**Görev 1:**
Kayıtların ilk satırından başlayıp "Query: dark baby hair" ifadesini içeren satırda biten satırları, her iki uç da dahil olmak üzere, kelimesi kelimesine tekrarlayın.

**Verilen metin:**
====================

Güncelleme Tarihi:
◊ “Sanat” oyunundan bahseder misiniz?
- Cihan Ünal: “Sanat”, Yasmina Reza’nın bir oyunu. Reza, önce oyunculuk yapmış ama oyunculuktan tatmin olamayınca yazmaya başlamış. Yazdığı oyunların hemen hepsi Moliere ödülü aldı. İlk önemli oyunu da “Sanat”. Bizim 1997 yılında “Sanat”ı sahnelediğimizde Sean Connery film haklarını aldı. Filmde Al Pacino, Robert De Niro ve Kevin Spacey oynayacaktı. Fakat sonradan neden çekilmedi film, bilmiyorum.
◊ Rahmetli Cüneyt Türel’in anısı için 20 yıl sonra yeniden bir araya geldiniz... 20 yıl önceki “Sanat”la şimdiki “Sanat” arasında fark var mı?
- Can Gürzap: Yaşlarda fark var sadece. (Gülüyor)
- Cihan Ünal: 20 yıl yaş farkıyla yeniden sahnedeyiz.
◊ Peki ne değişti 20 yılda?
- Cihan Ünal: Bir kere Türkiye çok değişti. Türkiye’de artık sanat konuşulmuyor. Ve maalesef sanatı olmayan, sanatta başarılı olmayan ülkeler genelde kalkınamıyor. Bakın batıya hepsinin çok önemli tiyatroları ve müzeleri vardır. Bizde de müze var ama müzeye giden yok. O bakımdan biz oyuncular olarak biraz üzgünüz. Tiyatroya meraklı gençler var, onları takdir etmek lazım. Karın tokluğuna sahneye çıkıyorlar, onlara el vermesi gereken devlet. Önce devlet olacak sonra da vakıflar olacak. Çok vakıf var ama sanat vakfı yok.
- Can Gürzap: Kaç senedir konuşulmuyor sanat. Siyaset olarak, bürokrasi olarak yok. Sanat beynin vitaminidir. Olmazsa olmuyor işte.
◊ “Sanat”a Mutlu Güney de dahil oldu...
- Can Gürzap: Mutlu Bey’le çok mutluyuz onu söyleyelim. Çok eğleniyoruz.
◊ Mutlu Bey, iki usta isimle bu kadroda olmak nasıl bir duygu?
- Mutlu Güney: İki usta değil ki, hocam ikisi de hocaların hocası. Benim için büyük onur. Çok iyi anlaşıyoruz. Sanat oyunu klasik bir oyun aslında. 2040 yılında da oynanabilir. İnsanlıkla sanat arasındaki uçurumları çok güzel gösteren bir oyun. Biz de elimizden geleni yapıyoruz.
◊ 20 yıl önce doğan bebekler şimdi 20 yaşında genç nesil. “Sanat’ oyununa neden gelmeliler, oyunun içeriğini biraz daha detaylı anlatır mısınız?

====================

**Mevcut veriler:**
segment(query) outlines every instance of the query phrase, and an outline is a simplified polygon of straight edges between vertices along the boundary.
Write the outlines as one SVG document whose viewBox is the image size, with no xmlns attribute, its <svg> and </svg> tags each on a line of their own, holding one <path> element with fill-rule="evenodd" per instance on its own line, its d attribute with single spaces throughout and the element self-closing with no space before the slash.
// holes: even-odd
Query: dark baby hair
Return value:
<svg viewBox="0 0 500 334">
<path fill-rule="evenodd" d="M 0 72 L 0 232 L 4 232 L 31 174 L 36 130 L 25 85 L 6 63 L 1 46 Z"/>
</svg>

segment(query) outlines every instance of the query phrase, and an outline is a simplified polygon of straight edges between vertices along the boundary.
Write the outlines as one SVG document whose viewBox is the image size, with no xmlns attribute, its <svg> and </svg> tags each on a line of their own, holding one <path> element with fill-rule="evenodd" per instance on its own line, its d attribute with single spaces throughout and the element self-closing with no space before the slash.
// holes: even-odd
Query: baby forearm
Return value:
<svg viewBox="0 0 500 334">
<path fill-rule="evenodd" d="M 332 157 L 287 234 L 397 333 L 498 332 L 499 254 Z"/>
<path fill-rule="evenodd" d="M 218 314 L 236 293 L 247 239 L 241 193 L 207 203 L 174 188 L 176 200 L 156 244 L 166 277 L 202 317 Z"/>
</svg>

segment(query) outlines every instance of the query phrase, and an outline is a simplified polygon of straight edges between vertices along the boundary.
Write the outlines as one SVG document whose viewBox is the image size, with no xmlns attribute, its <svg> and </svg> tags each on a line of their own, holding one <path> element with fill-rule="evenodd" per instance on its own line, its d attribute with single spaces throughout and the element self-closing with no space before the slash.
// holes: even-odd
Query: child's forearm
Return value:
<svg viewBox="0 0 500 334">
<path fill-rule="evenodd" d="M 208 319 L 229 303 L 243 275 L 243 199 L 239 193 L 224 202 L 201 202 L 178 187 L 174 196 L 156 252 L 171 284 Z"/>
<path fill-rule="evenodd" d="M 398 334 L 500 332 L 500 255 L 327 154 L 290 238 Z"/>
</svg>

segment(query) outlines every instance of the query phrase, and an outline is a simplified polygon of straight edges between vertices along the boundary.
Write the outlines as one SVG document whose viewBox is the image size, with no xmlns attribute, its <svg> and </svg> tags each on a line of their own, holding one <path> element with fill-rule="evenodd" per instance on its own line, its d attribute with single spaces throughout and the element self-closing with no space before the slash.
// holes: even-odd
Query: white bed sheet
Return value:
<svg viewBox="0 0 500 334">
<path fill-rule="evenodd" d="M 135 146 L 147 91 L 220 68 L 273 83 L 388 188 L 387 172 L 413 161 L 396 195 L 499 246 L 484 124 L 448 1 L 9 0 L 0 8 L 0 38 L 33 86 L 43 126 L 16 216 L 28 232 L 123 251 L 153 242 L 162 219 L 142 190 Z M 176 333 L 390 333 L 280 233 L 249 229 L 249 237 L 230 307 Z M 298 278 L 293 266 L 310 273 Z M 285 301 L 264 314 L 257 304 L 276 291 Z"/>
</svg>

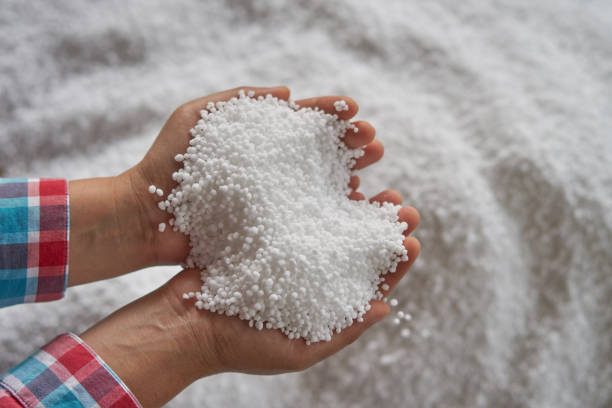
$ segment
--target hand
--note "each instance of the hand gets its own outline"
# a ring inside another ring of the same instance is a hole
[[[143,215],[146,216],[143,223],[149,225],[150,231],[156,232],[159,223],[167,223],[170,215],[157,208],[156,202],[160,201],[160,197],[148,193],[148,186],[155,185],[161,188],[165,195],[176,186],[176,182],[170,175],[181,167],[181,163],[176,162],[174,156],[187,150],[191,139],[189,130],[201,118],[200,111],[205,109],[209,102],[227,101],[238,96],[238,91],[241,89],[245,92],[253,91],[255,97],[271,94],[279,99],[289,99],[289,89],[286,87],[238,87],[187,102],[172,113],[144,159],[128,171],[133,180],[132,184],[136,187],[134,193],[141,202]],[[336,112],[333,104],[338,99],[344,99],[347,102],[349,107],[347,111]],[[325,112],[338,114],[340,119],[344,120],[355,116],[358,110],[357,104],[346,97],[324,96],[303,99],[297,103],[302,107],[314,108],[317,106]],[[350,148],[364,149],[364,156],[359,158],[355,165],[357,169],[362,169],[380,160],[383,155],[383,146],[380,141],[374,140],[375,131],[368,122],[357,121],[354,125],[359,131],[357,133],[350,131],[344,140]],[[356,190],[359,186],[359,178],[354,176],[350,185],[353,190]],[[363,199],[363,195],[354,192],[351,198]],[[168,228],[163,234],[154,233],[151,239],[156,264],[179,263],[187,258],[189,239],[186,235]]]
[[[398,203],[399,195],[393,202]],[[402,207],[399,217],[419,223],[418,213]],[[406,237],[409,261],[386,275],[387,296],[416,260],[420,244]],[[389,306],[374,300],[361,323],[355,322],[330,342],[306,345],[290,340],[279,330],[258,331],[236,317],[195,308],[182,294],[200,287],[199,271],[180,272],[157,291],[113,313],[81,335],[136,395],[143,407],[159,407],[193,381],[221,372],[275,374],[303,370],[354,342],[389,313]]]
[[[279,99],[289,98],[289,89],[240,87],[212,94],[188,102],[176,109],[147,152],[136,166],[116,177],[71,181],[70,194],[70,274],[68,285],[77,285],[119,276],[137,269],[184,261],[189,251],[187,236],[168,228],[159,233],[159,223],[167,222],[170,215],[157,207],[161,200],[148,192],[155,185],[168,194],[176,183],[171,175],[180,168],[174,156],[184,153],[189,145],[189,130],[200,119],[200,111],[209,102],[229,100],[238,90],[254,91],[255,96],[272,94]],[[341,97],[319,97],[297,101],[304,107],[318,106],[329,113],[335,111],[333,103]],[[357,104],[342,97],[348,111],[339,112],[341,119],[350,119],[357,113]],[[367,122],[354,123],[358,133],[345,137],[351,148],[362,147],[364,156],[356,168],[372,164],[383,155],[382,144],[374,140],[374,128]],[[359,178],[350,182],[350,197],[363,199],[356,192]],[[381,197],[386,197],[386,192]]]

====================

**Görev 2:**
Röportajın "- Can Gürzap: Kaç" sözleriyle başlayıp "detaylı anlatır mısınız?" sözleriyle biten kısmını birebir alıntılayın.

**Doğru yanıt 1:**
segment(query) outlines every instance of the query phrase, and an outline is a simplified polygon of straight edges between vertices along the boundary.
Write the outlines as one SVG document whose viewBox is the image size, with no xmlns attribute, its <svg> and </svg> tags each on a line of their own, holding one <path> element with fill-rule="evenodd" per instance on its own line, its d attribute with single spaces throughout and the element self-closing with no space before the slash.
// holes: even-odd
Query: dark baby hair

**Doğru yanıt 2:**
- Can Gürzap: Kaç senedir konuşulmuyor sanat. Siyaset olarak, bürokrasi olarak yok. Sanat beynin vitaminidir. Olmazsa olmuyor işte.
◊ “Sanat”a Mutlu Güney de dahil oldu...
- Can Gürzap: Mutlu Bey’le çok mutluyuz onu söyleyelim. Çok eğleniyoruz.
◊ Mutlu Bey, iki usta isimle bu kadroda olmak nasıl bir duygu?
- Mutlu Güney: İki usta değil ki, hocam ikisi de hocaların hocası. Benim için büyük onur. Çok iyi anlaşıyoruz. Sanat oyunu klasik bir oyun aslında. 2040 yılında da oynanabilir. İnsanlıkla sanat arasındaki uçurumları çok güzel gösteren bir oyun. Biz de elimizden geleni yapıyoruz.
◊ 20 yıl önce doğan bebekler şimdi 20 yaşında genç nesil. “Sanat’ oyununa neden gelmeliler, oyunun içeriğini biraz daha detaylı anlatır mısınız?